# WRITTEN PROBLEM
Rewrite everything from the start of the records down to the line with "pixel 92 646", both ends included, changing "hazy sky" to "overcast sky" and keeping the rest the same. Return only those lines, and leave the pictures out.

-- Start --

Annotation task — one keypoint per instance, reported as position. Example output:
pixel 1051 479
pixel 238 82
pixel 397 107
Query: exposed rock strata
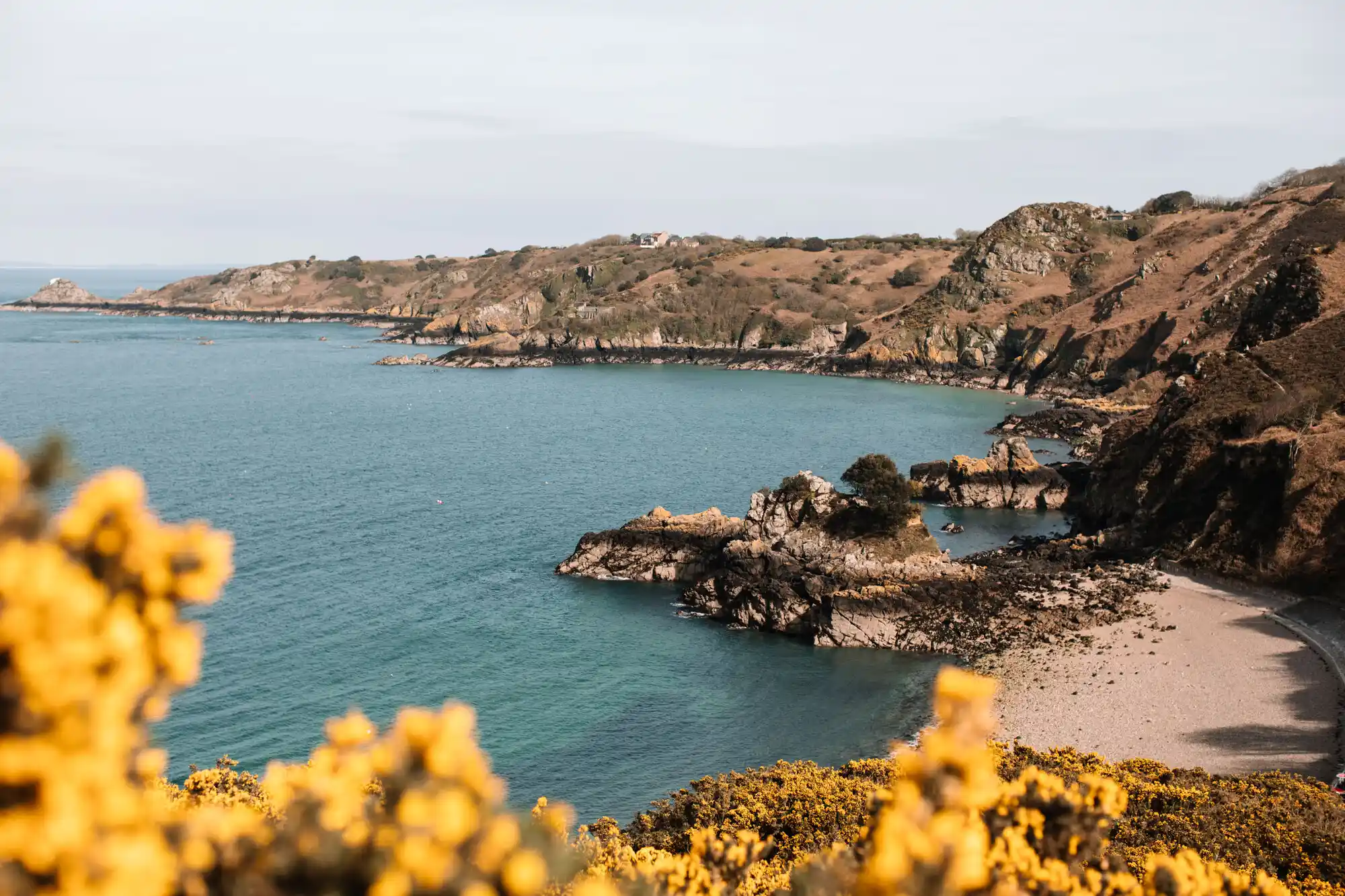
pixel 1008 477
pixel 656 548
pixel 64 292
pixel 797 565
pixel 1081 425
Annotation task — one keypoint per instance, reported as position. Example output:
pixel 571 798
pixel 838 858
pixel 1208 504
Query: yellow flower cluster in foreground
pixel 92 647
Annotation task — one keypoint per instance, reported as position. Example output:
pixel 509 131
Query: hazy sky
pixel 171 131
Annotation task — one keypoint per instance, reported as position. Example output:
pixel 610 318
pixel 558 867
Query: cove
pixel 356 587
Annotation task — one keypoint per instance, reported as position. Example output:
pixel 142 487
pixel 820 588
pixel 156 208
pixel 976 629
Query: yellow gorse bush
pixel 92 646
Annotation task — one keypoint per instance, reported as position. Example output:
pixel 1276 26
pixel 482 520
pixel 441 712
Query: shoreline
pixel 1214 678
pixel 782 361
pixel 205 313
pixel 765 360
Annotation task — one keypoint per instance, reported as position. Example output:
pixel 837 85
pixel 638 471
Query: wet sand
pixel 1229 689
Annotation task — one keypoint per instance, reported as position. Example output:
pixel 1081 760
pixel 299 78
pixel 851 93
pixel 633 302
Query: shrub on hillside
pixel 910 276
pixel 1169 204
pixel 1284 823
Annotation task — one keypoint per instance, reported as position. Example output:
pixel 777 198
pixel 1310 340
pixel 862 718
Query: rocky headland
pixel 1194 348
pixel 808 561
pixel 1008 477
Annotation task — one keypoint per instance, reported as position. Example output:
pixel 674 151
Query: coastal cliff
pixel 656 548
pixel 1008 477
pixel 809 561
pixel 1059 299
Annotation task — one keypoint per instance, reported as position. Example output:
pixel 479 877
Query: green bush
pixel 883 489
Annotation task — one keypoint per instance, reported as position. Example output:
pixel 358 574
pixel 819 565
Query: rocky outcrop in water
pixel 1081 425
pixel 656 548
pixel 804 563
pixel 65 292
pixel 1008 477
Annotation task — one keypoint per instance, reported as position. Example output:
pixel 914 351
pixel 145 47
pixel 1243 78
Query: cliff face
pixel 798 565
pixel 1241 466
pixel 1008 477
pixel 1056 298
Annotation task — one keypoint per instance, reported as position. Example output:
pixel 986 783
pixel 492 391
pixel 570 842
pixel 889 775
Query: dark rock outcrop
pixel 1289 298
pixel 1241 467
pixel 1081 425
pixel 1008 477
pixel 797 565
pixel 656 548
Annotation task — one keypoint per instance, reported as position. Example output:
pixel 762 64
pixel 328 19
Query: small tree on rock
pixel 884 490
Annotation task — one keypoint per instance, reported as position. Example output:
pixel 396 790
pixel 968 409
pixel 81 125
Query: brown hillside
pixel 1056 298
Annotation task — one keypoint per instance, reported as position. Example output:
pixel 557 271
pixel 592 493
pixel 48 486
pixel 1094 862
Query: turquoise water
pixel 107 283
pixel 357 588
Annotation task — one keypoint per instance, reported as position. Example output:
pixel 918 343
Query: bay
pixel 356 587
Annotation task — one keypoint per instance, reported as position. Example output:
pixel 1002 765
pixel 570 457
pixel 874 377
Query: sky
pixel 244 132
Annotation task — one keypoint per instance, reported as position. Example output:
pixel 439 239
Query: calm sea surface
pixel 357 587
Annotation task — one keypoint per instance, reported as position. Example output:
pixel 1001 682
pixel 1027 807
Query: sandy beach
pixel 1210 680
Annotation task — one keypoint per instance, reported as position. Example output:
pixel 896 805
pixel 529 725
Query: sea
pixel 397 530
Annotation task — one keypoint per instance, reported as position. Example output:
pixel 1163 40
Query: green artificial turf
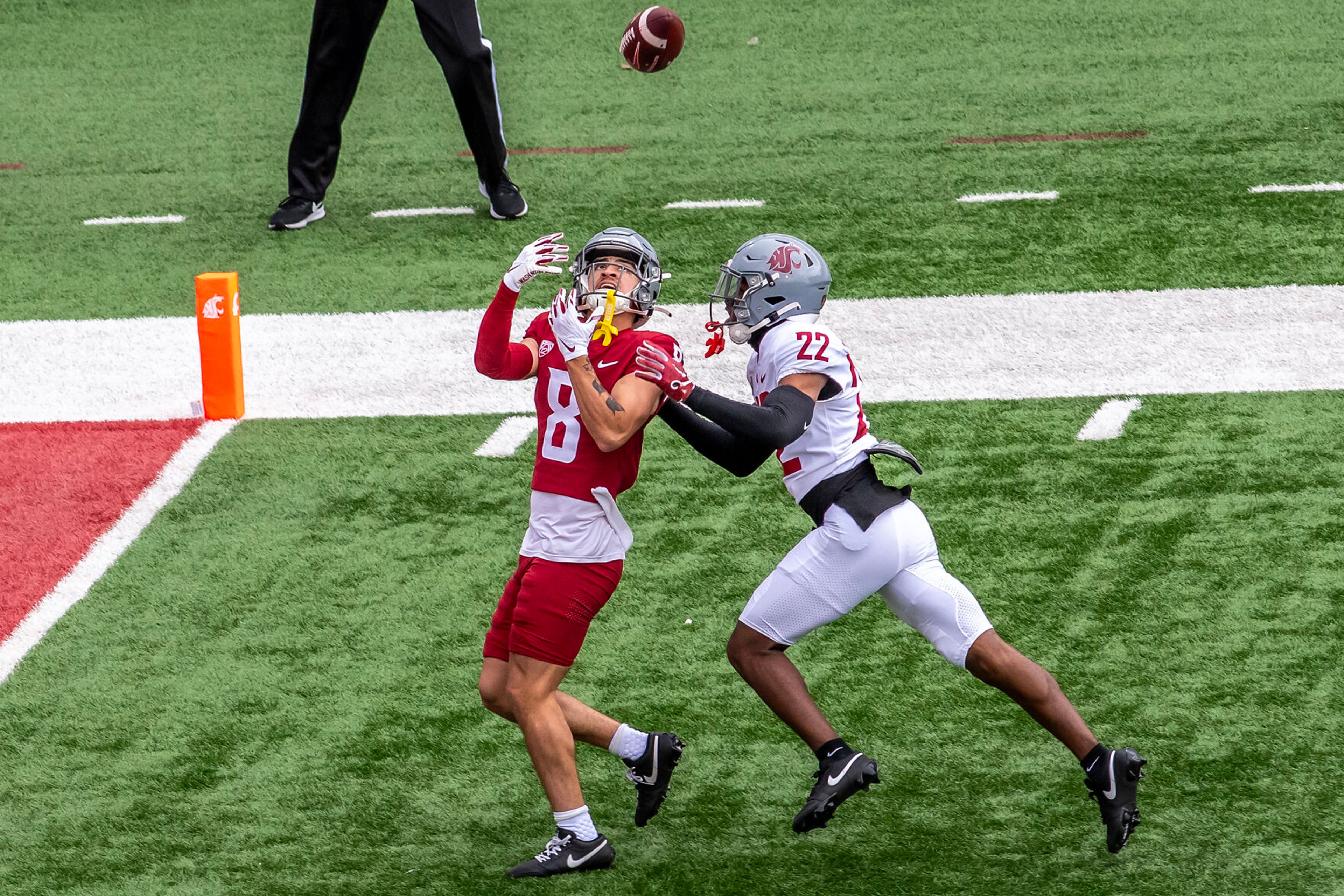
pixel 273 691
pixel 839 119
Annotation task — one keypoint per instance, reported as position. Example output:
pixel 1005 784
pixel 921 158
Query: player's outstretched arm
pixel 780 419
pixel 738 456
pixel 495 355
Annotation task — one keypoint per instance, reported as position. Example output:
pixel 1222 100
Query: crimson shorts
pixel 547 606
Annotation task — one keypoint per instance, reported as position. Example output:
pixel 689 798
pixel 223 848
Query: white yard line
pixel 506 438
pixel 1109 419
pixel 1003 198
pixel 146 219
pixel 112 544
pixel 717 203
pixel 937 348
pixel 1297 189
pixel 417 213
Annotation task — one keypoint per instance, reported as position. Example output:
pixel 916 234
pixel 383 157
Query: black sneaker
pixel 566 854
pixel 836 782
pixel 506 202
pixel 295 214
pixel 1115 786
pixel 652 771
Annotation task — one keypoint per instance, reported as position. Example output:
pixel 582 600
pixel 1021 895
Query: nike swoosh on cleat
pixel 836 778
pixel 654 778
pixel 569 860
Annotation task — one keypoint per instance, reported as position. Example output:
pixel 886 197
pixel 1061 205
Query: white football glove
pixel 572 335
pixel 541 256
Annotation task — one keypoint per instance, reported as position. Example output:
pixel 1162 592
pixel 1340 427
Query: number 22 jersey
pixel 838 436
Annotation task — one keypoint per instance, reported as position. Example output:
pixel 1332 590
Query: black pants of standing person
pixel 342 34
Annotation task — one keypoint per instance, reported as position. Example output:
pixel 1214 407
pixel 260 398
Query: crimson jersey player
pixel 592 411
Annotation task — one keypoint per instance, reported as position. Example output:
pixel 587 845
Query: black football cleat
pixel 836 782
pixel 566 854
pixel 1115 786
pixel 296 214
pixel 651 774
pixel 506 202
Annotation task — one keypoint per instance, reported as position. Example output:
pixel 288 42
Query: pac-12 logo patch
pixel 785 260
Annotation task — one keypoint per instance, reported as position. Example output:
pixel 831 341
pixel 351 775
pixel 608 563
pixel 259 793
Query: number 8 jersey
pixel 838 436
pixel 568 460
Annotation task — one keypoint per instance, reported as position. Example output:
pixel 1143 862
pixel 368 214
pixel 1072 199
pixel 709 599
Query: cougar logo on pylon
pixel 214 308
pixel 785 260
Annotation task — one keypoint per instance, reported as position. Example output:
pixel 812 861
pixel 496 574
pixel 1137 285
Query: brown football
pixel 652 40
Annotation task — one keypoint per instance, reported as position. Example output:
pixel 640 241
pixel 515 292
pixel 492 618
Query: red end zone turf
pixel 62 486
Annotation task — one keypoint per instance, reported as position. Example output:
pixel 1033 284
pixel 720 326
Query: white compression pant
pixel 839 565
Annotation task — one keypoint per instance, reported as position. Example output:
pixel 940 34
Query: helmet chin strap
pixel 745 332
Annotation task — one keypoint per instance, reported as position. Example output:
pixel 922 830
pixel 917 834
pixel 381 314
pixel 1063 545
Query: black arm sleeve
pixel 737 456
pixel 781 418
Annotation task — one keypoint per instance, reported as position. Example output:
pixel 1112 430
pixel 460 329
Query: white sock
pixel 577 820
pixel 630 743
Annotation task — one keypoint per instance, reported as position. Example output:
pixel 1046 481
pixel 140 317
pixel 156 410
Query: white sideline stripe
pixel 111 544
pixel 146 219
pixel 506 438
pixel 414 213
pixel 1109 419
pixel 1297 189
pixel 1002 198
pixel 717 203
pixel 1276 339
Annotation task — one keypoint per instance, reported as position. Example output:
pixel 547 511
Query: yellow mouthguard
pixel 605 331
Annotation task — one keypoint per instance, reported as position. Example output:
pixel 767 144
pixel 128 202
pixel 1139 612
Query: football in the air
pixel 652 40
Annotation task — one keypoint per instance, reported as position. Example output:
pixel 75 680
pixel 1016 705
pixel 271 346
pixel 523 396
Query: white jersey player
pixel 870 536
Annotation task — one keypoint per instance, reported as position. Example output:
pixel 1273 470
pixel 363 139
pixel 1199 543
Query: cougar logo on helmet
pixel 769 278
pixel 785 260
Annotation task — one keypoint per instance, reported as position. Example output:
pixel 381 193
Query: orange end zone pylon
pixel 221 346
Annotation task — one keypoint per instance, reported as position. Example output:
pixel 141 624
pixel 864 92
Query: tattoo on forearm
pixel 611 402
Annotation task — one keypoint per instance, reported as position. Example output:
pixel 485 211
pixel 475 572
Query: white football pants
pixel 839 565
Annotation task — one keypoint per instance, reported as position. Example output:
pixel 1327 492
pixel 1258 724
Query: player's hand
pixel 536 259
pixel 659 367
pixel 572 335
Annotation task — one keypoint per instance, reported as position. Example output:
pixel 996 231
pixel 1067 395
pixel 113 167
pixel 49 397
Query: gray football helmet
pixel 769 278
pixel 638 256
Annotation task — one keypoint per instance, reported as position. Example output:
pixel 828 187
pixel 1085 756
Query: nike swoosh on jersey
pixel 835 779
pixel 572 863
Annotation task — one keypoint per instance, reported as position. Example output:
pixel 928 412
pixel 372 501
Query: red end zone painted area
pixel 61 487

-- End --

# THE RESPONSE
Annotation task — one keypoint per instance, reported as position. Example output:
pixel 1051 479
pixel 238 82
pixel 397 107
Query: exposed rock strata
pixel 1008 477
pixel 656 548
pixel 64 292
pixel 797 565
pixel 1081 425
Annotation task — one keypoint per instance, reported as position. Example output:
pixel 571 798
pixel 838 858
pixel 1208 504
Query: yellow flower cluster in foreground
pixel 92 647
Annotation task — one keypoint per instance, reported as position. Example output:
pixel 509 131
Query: overcast sky
pixel 171 131
Annotation task — one keypoint per instance, reported as position. Example output:
pixel 610 318
pixel 558 867
Query: cove
pixel 356 587
Annotation task — one keypoint per instance, reported as position. Example output:
pixel 142 487
pixel 820 588
pixel 156 208
pixel 976 629
Query: yellow gorse bush
pixel 92 646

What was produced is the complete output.